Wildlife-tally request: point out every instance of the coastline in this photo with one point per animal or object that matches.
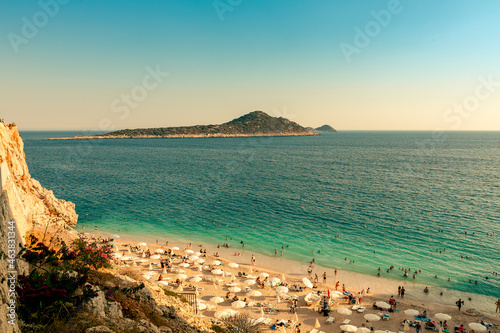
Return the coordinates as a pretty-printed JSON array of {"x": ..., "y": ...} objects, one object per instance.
[
  {"x": 380, "y": 287},
  {"x": 180, "y": 136}
]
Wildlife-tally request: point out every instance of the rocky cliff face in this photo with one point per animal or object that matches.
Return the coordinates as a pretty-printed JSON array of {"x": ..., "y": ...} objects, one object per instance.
[{"x": 24, "y": 203}]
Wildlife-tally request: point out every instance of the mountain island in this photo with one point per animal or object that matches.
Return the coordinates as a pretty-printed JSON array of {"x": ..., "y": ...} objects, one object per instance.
[{"x": 256, "y": 123}]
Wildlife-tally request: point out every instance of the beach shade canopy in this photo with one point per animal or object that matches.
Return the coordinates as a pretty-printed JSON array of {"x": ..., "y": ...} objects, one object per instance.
[
  {"x": 345, "y": 311},
  {"x": 225, "y": 314},
  {"x": 281, "y": 290},
  {"x": 412, "y": 312},
  {"x": 254, "y": 293},
  {"x": 477, "y": 327},
  {"x": 307, "y": 283},
  {"x": 195, "y": 279},
  {"x": 216, "y": 299},
  {"x": 383, "y": 305},
  {"x": 238, "y": 304},
  {"x": 274, "y": 280},
  {"x": 348, "y": 328},
  {"x": 442, "y": 316},
  {"x": 372, "y": 317}
]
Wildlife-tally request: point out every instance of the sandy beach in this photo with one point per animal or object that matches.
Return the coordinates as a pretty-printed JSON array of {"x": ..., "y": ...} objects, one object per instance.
[{"x": 479, "y": 308}]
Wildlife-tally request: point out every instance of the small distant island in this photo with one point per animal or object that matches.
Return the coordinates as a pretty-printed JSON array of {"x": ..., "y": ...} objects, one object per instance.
[{"x": 256, "y": 123}]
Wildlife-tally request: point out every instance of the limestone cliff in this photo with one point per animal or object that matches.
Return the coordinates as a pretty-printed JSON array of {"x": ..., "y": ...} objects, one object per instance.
[{"x": 24, "y": 203}]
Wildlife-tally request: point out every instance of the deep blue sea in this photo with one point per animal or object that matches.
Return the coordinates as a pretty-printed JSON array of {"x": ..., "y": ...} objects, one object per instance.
[{"x": 411, "y": 196}]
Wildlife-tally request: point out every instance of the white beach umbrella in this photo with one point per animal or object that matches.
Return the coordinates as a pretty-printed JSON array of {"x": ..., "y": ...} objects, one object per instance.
[
  {"x": 195, "y": 279},
  {"x": 348, "y": 328},
  {"x": 254, "y": 293},
  {"x": 372, "y": 317},
  {"x": 238, "y": 304},
  {"x": 344, "y": 311},
  {"x": 201, "y": 306},
  {"x": 281, "y": 290},
  {"x": 412, "y": 312},
  {"x": 307, "y": 283},
  {"x": 383, "y": 305},
  {"x": 216, "y": 299},
  {"x": 442, "y": 316},
  {"x": 222, "y": 314},
  {"x": 477, "y": 327}
]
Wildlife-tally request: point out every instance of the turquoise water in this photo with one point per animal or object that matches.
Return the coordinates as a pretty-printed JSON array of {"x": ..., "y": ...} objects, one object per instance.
[{"x": 386, "y": 191}]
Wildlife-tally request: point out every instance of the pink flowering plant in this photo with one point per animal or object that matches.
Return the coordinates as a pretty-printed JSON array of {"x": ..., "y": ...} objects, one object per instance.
[{"x": 55, "y": 276}]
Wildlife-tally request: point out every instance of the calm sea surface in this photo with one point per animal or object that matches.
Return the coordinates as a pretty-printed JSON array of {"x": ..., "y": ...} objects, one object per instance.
[{"x": 421, "y": 201}]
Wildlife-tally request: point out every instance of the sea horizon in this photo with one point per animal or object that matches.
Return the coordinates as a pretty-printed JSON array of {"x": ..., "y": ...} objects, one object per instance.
[{"x": 352, "y": 184}]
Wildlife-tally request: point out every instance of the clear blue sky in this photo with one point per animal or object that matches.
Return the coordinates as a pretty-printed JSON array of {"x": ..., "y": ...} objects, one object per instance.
[{"x": 427, "y": 66}]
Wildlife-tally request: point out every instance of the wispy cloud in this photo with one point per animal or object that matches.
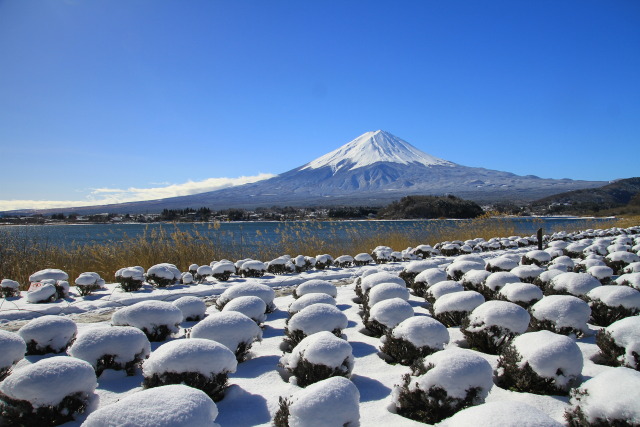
————————
** Exercise instructions **
Could you edit the material from the line with "of the turquoise" up to and including its last line, replacing "Wildlife-tally request" with "Scene-labeling request" and changing nothing else, with the pictures left out?

** Problem solution **
Scene-labeling request: point out every instance of the turquoise water in this photo with one point per animal or object that matches.
Return the coordinates as a pretty-printed JSON array of {"x": ..., "y": ...} objects, one object per instance.
[{"x": 386, "y": 191}]
Scene-labeling request: point out every instance of the pink flowering plant in this photo with one point per animal or object that matches.
Return the coordinates as a pretty-printed JSON array of {"x": ..., "y": ...} objects, one object per instance.
[{"x": 55, "y": 276}]
Scene-labeling request: point out every instance of the calm sea surface in this photo with one point per animal or object that matches.
Return the coordinates as a pretty-printed JSON array of {"x": ..., "y": ...} objects, one object per instance.
[{"x": 421, "y": 201}]
Scene-labeling request: point out every instance of the sea horizon in this photo with one point per animal or object that matches.
Return the coordinates as a pretty-printed JSON array of {"x": ..., "y": ...} objects, one object per instance.
[{"x": 352, "y": 184}]
Scene-labeling request: point out every instance of the clear blue sky in this photo with one point per animal or object that matches.
Return the coordinates as a pretty-printed JSON array of {"x": ..., "y": ...} objects, one object per instance.
[{"x": 427, "y": 66}]
Scene-labeling request: point out every instance of the wispy cloud in this photo with one point per animal or object that matches.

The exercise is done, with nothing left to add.